## [PASSAGE TO READ]
BEGIN

Riverhead Hospital Opens $8M Neurosciences Center for Advanced Stroke Care
East End stroke patients who once needed transfers west can now get advanced clot-removal care in Riverhead after PBMC's $8M center opened Monday.

A stroke patient on the North Fork now has a thrombectomy-capable hospital within reach. Peconic Bay Medical Center cut the ribbon Monday on the Bill and Ruth Ann Harnisch Neurosciences Center, an $8 million facility that brings mechanical thrombectomy — the minimally invasive removal of blood clots from the brain — to eastern Suffolk County's only Northwell Health hospital.
The stakes are measured in minutes. Until this week, some eastern Suffolk patients suffering acute strokes had to be transferred to larger hospitals further west, adding critical delay to interventions where every minute of lost treatment can mean permanent neurological damage. PBMC's new Riverhead center is designed to end those transfers for qualifying patients across the North Fork, the eastern South Fork, and surrounding communities.

END

Can you repeat the stroke center article from the words "The stakes are" through "and surrounding communities.", replacing "acute strokes" with "severe strokes"?

## [SUPPLIED INFORMATION]
BEGIN

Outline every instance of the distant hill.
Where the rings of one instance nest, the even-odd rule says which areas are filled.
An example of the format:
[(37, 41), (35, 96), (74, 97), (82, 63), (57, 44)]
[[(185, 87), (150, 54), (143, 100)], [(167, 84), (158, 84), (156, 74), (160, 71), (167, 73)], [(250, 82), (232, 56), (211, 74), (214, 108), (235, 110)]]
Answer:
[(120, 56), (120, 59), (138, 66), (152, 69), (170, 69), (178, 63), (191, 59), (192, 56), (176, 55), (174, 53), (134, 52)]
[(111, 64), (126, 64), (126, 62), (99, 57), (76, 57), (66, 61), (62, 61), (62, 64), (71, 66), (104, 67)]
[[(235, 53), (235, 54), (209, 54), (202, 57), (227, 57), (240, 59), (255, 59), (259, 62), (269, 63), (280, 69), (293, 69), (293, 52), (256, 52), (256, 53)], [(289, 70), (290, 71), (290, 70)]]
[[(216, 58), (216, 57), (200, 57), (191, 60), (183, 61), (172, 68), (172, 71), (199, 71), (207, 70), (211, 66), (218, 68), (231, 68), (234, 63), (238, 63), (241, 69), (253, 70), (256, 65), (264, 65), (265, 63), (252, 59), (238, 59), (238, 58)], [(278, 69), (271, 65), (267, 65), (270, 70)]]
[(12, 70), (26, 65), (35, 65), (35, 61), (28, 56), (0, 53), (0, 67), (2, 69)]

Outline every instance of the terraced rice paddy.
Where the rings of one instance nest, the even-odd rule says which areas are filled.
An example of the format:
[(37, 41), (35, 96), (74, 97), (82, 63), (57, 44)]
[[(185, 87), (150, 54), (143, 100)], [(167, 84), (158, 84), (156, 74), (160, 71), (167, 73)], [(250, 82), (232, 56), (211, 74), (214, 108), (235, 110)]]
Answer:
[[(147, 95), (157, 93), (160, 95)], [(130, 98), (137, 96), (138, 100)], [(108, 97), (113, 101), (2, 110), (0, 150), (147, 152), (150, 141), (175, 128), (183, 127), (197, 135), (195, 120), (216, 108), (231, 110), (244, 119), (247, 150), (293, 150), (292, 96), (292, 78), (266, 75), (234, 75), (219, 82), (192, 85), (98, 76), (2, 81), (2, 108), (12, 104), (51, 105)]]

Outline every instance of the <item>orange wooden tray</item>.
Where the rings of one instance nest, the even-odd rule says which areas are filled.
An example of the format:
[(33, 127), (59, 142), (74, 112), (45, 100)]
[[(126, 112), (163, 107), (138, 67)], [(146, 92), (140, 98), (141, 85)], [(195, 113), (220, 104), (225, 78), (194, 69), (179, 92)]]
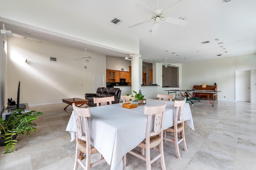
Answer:
[(123, 107), (127, 108), (128, 109), (132, 109), (133, 108), (137, 107), (137, 104), (132, 104), (131, 103), (125, 103), (123, 104)]

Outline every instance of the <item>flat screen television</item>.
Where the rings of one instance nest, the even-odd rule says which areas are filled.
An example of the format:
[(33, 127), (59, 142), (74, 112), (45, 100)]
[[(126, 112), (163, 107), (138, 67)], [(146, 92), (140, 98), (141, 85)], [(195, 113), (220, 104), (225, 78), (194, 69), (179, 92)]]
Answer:
[(17, 108), (20, 108), (20, 81), (19, 82), (19, 85), (18, 86), (18, 92), (17, 92)]

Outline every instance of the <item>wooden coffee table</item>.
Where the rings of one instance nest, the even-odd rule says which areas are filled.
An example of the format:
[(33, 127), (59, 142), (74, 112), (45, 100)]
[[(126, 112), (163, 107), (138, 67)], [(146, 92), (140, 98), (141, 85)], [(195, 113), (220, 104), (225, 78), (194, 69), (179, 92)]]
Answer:
[[(68, 104), (68, 105), (64, 108), (64, 110), (66, 110), (66, 109), (69, 106), (72, 106), (73, 103), (75, 104), (76, 106), (81, 107), (81, 106), (84, 104), (87, 104), (88, 103), (88, 100), (86, 99), (80, 98), (71, 98), (70, 99), (62, 99), (62, 102), (63, 102)], [(71, 113), (72, 113), (72, 111)]]

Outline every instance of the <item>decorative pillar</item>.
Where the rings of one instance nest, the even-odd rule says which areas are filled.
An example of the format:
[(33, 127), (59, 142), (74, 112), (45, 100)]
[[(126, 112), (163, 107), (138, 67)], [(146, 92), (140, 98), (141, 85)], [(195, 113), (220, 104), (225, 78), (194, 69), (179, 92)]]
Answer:
[(140, 60), (141, 55), (138, 54), (131, 54), (132, 58), (132, 90), (138, 93), (140, 85), (142, 82), (142, 60)]

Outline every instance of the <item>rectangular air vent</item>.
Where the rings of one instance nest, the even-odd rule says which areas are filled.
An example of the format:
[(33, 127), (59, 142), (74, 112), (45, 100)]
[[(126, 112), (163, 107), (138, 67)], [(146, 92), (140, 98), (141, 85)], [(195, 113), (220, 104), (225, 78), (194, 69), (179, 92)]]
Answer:
[(117, 18), (115, 18), (114, 20), (113, 20), (112, 21), (111, 21), (111, 22), (112, 22), (113, 23), (114, 23), (115, 24), (116, 24), (118, 23), (119, 23), (120, 22), (122, 22), (122, 21), (121, 20), (118, 20)]
[(210, 41), (206, 41), (202, 42), (201, 43), (202, 44), (208, 44), (208, 43), (210, 43)]
[(57, 60), (57, 59), (56, 58), (52, 57), (50, 57), (50, 61), (57, 61), (56, 60)]

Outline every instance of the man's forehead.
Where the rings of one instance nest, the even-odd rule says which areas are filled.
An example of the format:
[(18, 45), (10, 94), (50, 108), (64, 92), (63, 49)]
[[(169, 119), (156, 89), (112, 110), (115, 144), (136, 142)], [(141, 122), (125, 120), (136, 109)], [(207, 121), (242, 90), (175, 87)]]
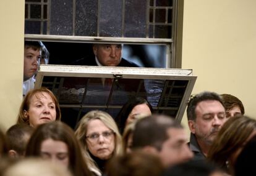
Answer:
[(167, 134), (169, 137), (173, 139), (187, 139), (186, 133), (183, 128), (169, 128), (167, 129)]
[(223, 105), (217, 100), (205, 100), (199, 102), (195, 108), (195, 113), (225, 112)]
[(104, 47), (104, 46), (121, 46), (122, 44), (111, 44), (111, 43), (108, 43), (108, 44), (95, 44), (95, 46), (101, 46), (101, 47)]

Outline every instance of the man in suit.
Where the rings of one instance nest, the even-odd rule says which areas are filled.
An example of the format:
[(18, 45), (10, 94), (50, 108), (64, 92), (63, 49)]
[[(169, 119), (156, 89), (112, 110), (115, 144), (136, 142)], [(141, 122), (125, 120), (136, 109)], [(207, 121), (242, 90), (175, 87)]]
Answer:
[(134, 63), (122, 58), (122, 44), (93, 44), (94, 58), (83, 58), (75, 65), (138, 67)]

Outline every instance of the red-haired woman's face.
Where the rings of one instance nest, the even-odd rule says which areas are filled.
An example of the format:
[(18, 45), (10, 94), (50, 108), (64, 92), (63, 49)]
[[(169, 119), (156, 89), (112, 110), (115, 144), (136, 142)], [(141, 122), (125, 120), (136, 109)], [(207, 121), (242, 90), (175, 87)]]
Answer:
[(36, 127), (56, 120), (56, 105), (48, 94), (37, 93), (32, 97), (30, 102), (28, 110), (24, 111), (24, 116), (28, 118), (31, 126)]

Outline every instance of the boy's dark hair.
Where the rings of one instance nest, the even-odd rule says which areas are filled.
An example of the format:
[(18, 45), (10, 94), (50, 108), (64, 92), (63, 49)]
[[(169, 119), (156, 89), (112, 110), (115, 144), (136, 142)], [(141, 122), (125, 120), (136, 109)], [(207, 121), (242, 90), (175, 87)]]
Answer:
[(33, 50), (41, 50), (41, 45), (40, 41), (24, 41), (24, 48), (32, 48)]
[(33, 130), (32, 127), (23, 124), (11, 126), (6, 132), (6, 138), (9, 145), (9, 150), (15, 150), (20, 155), (23, 154), (27, 143)]
[(201, 102), (207, 100), (216, 100), (221, 103), (224, 107), (223, 101), (219, 94), (212, 92), (203, 92), (194, 96), (192, 95), (190, 99), (187, 104), (187, 117), (188, 120), (195, 121), (195, 108), (197, 104)]
[(139, 119), (134, 132), (132, 148), (151, 146), (160, 151), (163, 143), (170, 137), (167, 134), (170, 128), (182, 127), (174, 119), (164, 115), (155, 114)]

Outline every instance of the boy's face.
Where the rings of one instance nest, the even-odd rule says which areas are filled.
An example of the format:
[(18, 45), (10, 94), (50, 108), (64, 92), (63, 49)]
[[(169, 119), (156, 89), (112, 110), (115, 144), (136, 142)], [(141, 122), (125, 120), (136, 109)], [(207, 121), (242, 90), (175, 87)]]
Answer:
[(39, 60), (41, 57), (41, 51), (38, 49), (33, 50), (32, 47), (25, 47), (24, 49), (24, 68), (23, 80), (32, 78), (38, 68)]

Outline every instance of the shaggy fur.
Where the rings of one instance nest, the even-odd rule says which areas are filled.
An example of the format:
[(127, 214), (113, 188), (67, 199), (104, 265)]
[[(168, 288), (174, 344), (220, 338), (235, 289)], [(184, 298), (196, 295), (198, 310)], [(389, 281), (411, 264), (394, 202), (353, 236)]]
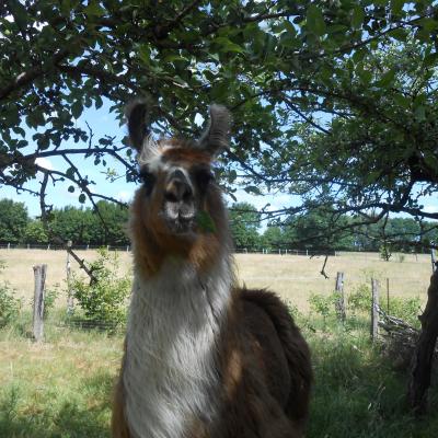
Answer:
[[(146, 114), (132, 111), (136, 122)], [(115, 438), (303, 434), (312, 380), (309, 348), (274, 293), (234, 286), (220, 191), (196, 176), (197, 166), (209, 166), (227, 142), (230, 117), (223, 107), (212, 111), (217, 119), (211, 114), (199, 143), (155, 143), (137, 130), (132, 139), (153, 148), (138, 149), (140, 165), (153, 170), (154, 186), (140, 187), (131, 207), (135, 279), (113, 406)], [(129, 129), (135, 128), (130, 120)], [(178, 203), (210, 217), (211, 230), (194, 223), (178, 233), (166, 226), (174, 169), (192, 175), (189, 199)]]

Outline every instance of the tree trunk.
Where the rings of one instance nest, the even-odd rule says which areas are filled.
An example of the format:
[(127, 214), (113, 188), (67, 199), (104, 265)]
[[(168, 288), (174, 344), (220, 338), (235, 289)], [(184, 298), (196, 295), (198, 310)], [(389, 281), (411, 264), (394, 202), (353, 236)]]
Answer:
[(427, 411), (427, 391), (438, 336), (438, 269), (430, 277), (426, 309), (418, 318), (422, 333), (412, 360), (408, 402), (414, 413), (420, 415)]

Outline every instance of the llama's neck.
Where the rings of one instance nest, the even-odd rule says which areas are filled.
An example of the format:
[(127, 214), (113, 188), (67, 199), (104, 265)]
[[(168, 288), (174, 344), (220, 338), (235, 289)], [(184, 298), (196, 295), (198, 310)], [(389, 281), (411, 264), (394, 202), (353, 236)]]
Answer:
[(134, 438), (181, 438), (215, 417), (215, 343), (231, 299), (224, 255), (208, 272), (169, 258), (158, 274), (136, 275), (124, 370)]

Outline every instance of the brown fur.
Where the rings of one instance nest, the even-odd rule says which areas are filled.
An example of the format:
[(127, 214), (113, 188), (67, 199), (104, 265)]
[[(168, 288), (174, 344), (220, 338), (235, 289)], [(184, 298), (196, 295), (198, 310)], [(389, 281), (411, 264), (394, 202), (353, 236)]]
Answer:
[[(223, 110), (219, 113), (223, 122), (226, 113)], [(227, 130), (219, 128), (215, 126), (215, 134)], [(193, 165), (210, 165), (211, 157), (193, 148), (191, 142), (171, 139), (163, 145), (172, 147), (164, 150), (164, 162), (187, 171)], [(211, 217), (215, 230), (196, 229), (193, 235), (177, 235), (169, 232), (160, 215), (165, 180), (164, 175), (155, 176), (153, 196), (148, 197), (146, 188), (140, 187), (131, 206), (137, 274), (147, 280), (170, 256), (188, 261), (198, 273), (208, 272), (230, 247), (228, 218), (219, 187), (209, 184), (205, 197), (197, 199), (197, 208)], [(230, 296), (226, 318), (217, 325), (220, 330), (214, 345), (219, 385), (215, 393), (208, 394), (219, 406), (217, 417), (214, 423), (187, 418), (184, 438), (302, 437), (312, 382), (306, 341), (286, 306), (273, 292), (235, 288), (230, 290)], [(114, 438), (130, 438), (124, 415), (123, 372), (124, 362), (113, 405)]]
[[(160, 184), (160, 178), (157, 184)], [(146, 203), (146, 189), (140, 187), (134, 198), (130, 232), (136, 267), (148, 278), (158, 273), (168, 256), (180, 255), (189, 260), (196, 268), (207, 269), (219, 256), (223, 241), (229, 239), (227, 214), (219, 188), (209, 188), (204, 201), (204, 209), (211, 217), (216, 232), (198, 233), (195, 240), (169, 234), (159, 215), (162, 196), (158, 193), (151, 203)]]
[[(187, 438), (300, 438), (308, 417), (312, 371), (306, 341), (273, 292), (233, 291), (218, 342), (222, 410), (212, 425), (194, 419)], [(113, 437), (129, 438), (117, 387)], [(128, 435), (126, 435), (128, 434)]]

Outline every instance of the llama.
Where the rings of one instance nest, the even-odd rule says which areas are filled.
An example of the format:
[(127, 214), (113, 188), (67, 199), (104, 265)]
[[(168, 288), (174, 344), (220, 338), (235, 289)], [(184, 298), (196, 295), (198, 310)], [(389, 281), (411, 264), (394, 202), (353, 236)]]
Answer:
[(274, 293), (235, 286), (211, 171), (229, 112), (211, 105), (198, 141), (154, 141), (140, 101), (127, 119), (143, 183), (130, 214), (135, 275), (113, 437), (302, 437), (308, 345)]

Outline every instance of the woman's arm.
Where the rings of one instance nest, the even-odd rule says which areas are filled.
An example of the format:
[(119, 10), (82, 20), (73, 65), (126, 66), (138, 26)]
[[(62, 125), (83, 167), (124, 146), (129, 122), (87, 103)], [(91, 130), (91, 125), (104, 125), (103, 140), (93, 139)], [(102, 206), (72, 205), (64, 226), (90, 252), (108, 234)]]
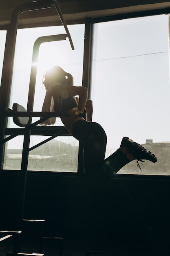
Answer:
[(56, 100), (59, 97), (66, 99), (70, 96), (79, 96), (77, 110), (83, 112), (87, 99), (88, 89), (84, 86), (72, 86), (71, 85), (57, 85), (52, 86), (50, 89), (50, 93)]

END

## [RESPONSE TO THE TASK]
The stakes are measured in minutes. Until this week, some eastern Suffolk patients suffering severe strokes had to be transferred to larger hospitals further west, adding critical delay to interventions where every minute of lost treatment can mean permanent neurological damage. PBMC's new Riverhead center is designed to end those transfers for qualifying patients across the North Fork, the eastern South Fork, and surrounding communities.